**What you will do:** A line belongs in the answer only if it contains the word "marble"; copy every such line from the listing below.

**Task material:**
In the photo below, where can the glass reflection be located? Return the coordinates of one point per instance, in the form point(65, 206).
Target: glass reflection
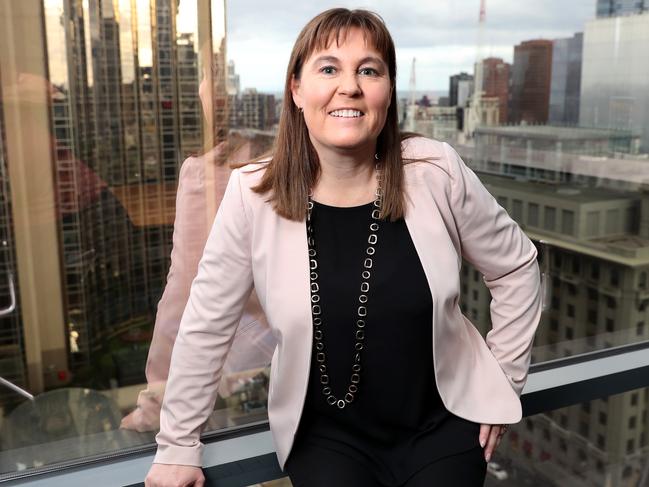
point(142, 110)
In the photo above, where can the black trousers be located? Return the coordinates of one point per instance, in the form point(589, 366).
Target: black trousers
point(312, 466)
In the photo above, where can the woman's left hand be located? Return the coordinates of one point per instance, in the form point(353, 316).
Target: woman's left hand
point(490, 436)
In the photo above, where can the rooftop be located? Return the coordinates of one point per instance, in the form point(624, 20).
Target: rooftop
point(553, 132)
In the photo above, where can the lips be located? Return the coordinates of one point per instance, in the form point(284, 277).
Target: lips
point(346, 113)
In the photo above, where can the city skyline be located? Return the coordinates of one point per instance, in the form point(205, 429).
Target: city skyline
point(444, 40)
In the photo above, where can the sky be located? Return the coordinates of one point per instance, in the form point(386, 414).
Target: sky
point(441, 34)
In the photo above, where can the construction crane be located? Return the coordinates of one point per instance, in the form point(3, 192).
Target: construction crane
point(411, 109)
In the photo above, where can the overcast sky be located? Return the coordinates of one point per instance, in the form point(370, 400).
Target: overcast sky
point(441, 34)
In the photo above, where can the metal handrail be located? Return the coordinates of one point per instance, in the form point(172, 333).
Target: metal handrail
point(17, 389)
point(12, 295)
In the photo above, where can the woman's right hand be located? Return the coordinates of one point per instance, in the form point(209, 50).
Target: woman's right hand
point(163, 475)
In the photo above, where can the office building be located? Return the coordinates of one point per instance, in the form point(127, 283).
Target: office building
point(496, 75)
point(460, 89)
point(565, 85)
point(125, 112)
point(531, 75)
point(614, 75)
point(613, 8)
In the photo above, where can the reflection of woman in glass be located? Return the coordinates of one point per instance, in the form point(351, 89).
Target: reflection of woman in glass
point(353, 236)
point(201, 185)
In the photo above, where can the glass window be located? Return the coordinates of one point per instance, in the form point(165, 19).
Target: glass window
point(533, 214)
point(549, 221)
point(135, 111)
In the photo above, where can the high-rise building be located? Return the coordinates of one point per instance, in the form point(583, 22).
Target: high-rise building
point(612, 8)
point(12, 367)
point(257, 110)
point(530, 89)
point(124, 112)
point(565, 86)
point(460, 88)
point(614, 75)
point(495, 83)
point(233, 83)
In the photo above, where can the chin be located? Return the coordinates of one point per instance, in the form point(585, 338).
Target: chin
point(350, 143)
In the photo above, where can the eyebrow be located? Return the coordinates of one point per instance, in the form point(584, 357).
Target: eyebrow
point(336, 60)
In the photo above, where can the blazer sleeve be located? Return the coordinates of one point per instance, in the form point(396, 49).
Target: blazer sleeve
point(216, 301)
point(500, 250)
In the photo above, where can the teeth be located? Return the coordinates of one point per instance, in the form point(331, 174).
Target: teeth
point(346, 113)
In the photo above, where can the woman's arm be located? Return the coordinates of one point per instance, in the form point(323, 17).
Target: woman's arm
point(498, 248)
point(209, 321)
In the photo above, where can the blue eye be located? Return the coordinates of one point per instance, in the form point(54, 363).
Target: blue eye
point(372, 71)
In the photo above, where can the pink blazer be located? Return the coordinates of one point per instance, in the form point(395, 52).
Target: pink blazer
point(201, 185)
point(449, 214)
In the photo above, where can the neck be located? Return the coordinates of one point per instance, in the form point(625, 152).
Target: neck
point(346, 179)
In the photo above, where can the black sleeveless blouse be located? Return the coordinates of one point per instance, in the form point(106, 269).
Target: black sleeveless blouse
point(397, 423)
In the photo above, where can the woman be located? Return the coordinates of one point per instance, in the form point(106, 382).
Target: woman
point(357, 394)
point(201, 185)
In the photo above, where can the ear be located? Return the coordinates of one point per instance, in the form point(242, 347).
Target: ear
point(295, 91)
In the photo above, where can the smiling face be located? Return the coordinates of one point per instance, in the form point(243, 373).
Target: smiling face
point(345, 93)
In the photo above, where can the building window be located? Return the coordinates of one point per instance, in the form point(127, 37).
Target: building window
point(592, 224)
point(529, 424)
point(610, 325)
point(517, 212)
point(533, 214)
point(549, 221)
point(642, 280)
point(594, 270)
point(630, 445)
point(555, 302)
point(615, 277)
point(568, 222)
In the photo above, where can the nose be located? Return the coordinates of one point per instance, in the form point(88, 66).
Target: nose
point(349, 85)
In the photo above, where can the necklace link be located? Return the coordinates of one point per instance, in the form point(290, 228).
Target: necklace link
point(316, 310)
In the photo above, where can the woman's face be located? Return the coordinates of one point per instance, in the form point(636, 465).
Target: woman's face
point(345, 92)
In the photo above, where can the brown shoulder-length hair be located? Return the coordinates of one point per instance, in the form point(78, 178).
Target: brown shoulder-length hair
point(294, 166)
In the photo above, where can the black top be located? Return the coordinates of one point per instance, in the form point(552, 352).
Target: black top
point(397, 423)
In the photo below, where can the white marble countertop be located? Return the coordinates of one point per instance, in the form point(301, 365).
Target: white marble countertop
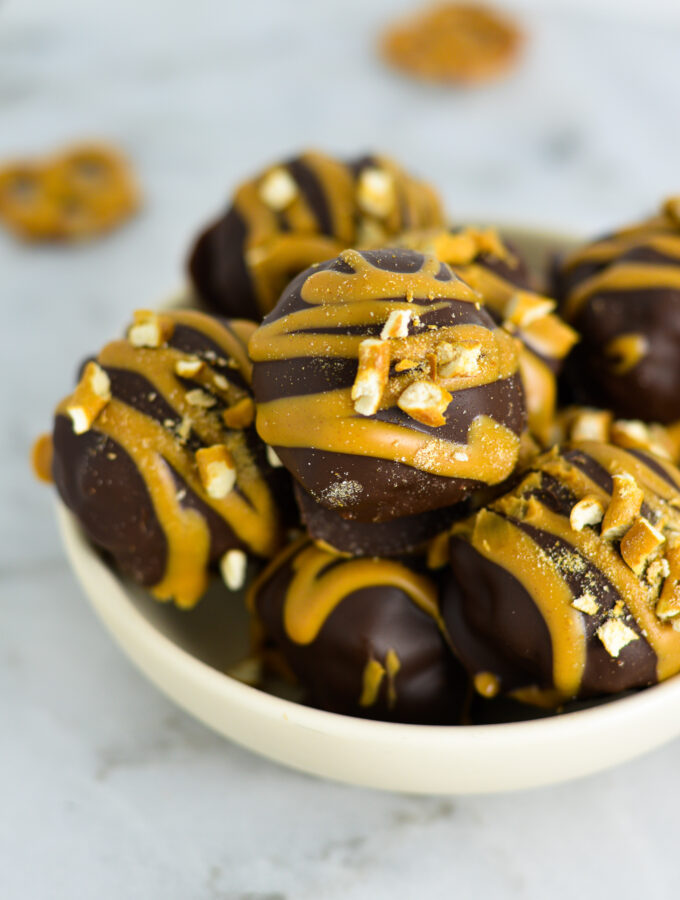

**Answer section:**
In the photo below, where can the white marble countertop be located? Return the coordinates of one point per instance, in the form point(301, 365).
Target: white marble countertop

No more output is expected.